::: Text extract

Arcs of Fire c.1892
On this page:
BUILDING THE FORT
1885 SCARE
THE DISAPPEARING GUN
EAGLES NEST
1888 SCARE
Building The Fort
A map of the area shows a rocket and mortar shed was built right at the tip of Point Nepean by 1876. This was probably used for life-saving equipment. Plans for a jetty dated 1878 show that preparations for defences had started.14
In 1878 a portable house, possibly intended for workmen, was erected at a cost of £188, a road was laid out and almost 9000 sandbags were unloaded to construct a temporary emplacement for four 80 pounder guns. The military reserve was fenced in 1879. Although plans dated November 1878 for a jetty survive, this was not built until 1882. Prior to this, the military may have used the Quarantine Station jetty or the Cattle jetty to unload building materials and equipment.15
In 1882 work began on the first permanent gun emplacements. The first delivery of powder to Point Nepean was in April 1885, which suggests that guns were then in place.16
Construction work continued during 1885 on another battery for 80 pounder guns and was completed by March 1886.17
1885 Scare
The Russian designs on Afghanistan in 1885 alarmed Britain and therefore the colonies. This alarm was particularly felt in Victoria. As the Council of War commented later:
the threat of war acted like an electric shock upon the community 18
The Disappearing Gun
The next phase of building at Point Nepean began in 1887 to adjust to the new developments in artillery. The “disappearing” gun on an hydropneumatic carriage had been developed in the 1870s. After firing, it recoiled below the parapet to enable re-loading to be done in safety. Thus it did not present a target to the ship it was attacking. At Nepean one gun pit was converted to receive a 6″ gun of this type, two others were converted for a 9.2″ gun, and a new replacement for a 9.2″ gun was built. In 1889 a contract for a 6″ emplacement, passage, etc., was signed and a weatherboard barracks was begun in the same year.19
Eagle’s Nest
At one of the highest points along the Nepean Peninsula, about one kilometre east of Point Nepean, the battery known as Eagle’s Nest housed a 10″ disappearing gun on an hydropneumatic carriage.20
The buildings at Point Nepean reflect intense activity in the 1880s and early 1890s to keep Victoria’s defences up to date with the latest inventions in military hardware. The impetus for this came from the international political scene, with a continuing sequence of war scares. There were said to be over 200 war scares in Australia during the nineteenth century.21
General Shaw’s Opinion

from Victorian Year Book 1886-87 at ABS HERE
1888 Scare
The accidental cutting of the cable linking Melbourne and London on 30 June 1888 set off a general war alarm in the colony. A headline in The Age newspaper read:
The Premier reacted by ordering a mobilization trial, in an attempt to test the defences without alarming the general population.

::::::
::: Records

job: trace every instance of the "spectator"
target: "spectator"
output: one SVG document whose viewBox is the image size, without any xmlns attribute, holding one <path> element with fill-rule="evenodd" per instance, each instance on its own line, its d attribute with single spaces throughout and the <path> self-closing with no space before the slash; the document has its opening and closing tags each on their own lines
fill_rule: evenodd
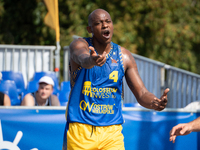
<svg viewBox="0 0 200 150">
<path fill-rule="evenodd" d="M 2 73 L 0 72 L 0 80 L 2 79 Z M 10 98 L 7 94 L 0 92 L 0 106 L 11 106 Z"/>
<path fill-rule="evenodd" d="M 60 106 L 56 95 L 53 95 L 54 81 L 44 76 L 39 80 L 39 88 L 35 93 L 28 93 L 22 100 L 22 106 Z"/>
<path fill-rule="evenodd" d="M 2 92 L 0 92 L 0 106 L 11 106 L 9 96 Z"/>
</svg>

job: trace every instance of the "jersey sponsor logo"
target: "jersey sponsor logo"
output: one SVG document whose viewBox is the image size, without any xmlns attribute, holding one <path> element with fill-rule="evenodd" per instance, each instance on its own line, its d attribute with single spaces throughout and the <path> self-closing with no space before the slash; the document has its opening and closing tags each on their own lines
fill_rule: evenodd
<svg viewBox="0 0 200 150">
<path fill-rule="evenodd" d="M 113 105 L 105 105 L 105 104 L 90 104 L 82 100 L 79 104 L 80 109 L 83 111 L 89 111 L 96 114 L 114 114 Z"/>
<path fill-rule="evenodd" d="M 116 88 L 91 87 L 90 81 L 85 81 L 82 89 L 82 94 L 93 98 L 116 98 L 114 94 L 116 92 L 117 92 Z"/>
</svg>

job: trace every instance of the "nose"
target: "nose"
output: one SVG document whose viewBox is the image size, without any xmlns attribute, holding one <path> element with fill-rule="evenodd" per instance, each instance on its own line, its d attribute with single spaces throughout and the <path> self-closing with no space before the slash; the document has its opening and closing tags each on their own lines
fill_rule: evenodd
<svg viewBox="0 0 200 150">
<path fill-rule="evenodd" d="M 102 23 L 102 27 L 103 27 L 103 28 L 107 28 L 107 27 L 108 27 L 108 24 L 107 24 L 106 22 L 103 22 L 103 23 Z"/>
</svg>

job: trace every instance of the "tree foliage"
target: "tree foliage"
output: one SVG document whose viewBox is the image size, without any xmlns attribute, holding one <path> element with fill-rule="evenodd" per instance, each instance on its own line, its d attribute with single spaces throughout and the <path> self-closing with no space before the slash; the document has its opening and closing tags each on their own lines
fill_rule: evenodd
<svg viewBox="0 0 200 150">
<path fill-rule="evenodd" d="M 200 73 L 200 2 L 197 0 L 59 0 L 61 46 L 87 33 L 87 17 L 107 10 L 113 42 L 133 53 Z M 43 23 L 42 0 L 0 0 L 0 43 L 55 45 L 55 32 Z M 61 58 L 63 52 L 61 51 Z M 61 61 L 61 67 L 62 65 Z"/>
</svg>

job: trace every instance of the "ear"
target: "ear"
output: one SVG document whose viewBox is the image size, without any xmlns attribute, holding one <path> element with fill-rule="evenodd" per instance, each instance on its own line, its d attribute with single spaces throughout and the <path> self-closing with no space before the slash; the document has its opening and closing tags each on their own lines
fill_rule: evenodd
<svg viewBox="0 0 200 150">
<path fill-rule="evenodd" d="M 87 26 L 88 33 L 92 33 L 92 29 L 90 26 Z"/>
</svg>

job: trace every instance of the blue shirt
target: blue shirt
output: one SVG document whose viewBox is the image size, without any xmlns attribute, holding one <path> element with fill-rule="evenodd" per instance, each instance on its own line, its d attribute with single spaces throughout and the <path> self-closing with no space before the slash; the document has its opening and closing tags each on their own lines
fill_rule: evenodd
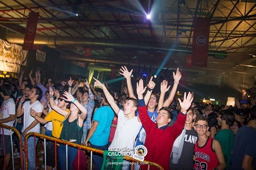
<svg viewBox="0 0 256 170">
<path fill-rule="evenodd" d="M 105 105 L 97 109 L 93 121 L 98 122 L 98 124 L 89 140 L 92 144 L 103 146 L 108 144 L 114 116 L 114 111 L 110 106 Z"/>
</svg>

::::::

- [Parts of the exercise]
A) From the text on the Point Nepean defences, output word for word the part that opens with the words containing "from Victorian Year" and closes with "the general population.".
B) Answer these questions from the text on the Point Nepean defences:
(i) When was powder first delivered to Point Nepean?
(ii) How far from Point Nepean, and in which direction, was the Eagle's Nest battery?
(iii) On what date was the cable linking Melbourne and London accidentally cut?

- [Final results]
A)
from Victorian Year Book 1886-87 at ABS HERE
1888 Scare
The accidental cutting of the cable linking Melbourne and London on 30 June 1888 set off a general war alarm in the colony. A headline in The Age newspaper read:
The Premier reacted by ordering a mobilization trial, in an attempt to test the defences without alarming the general population.

B)
(i) April 1885
(ii) About one kilometre east
(iii) 30 June 1888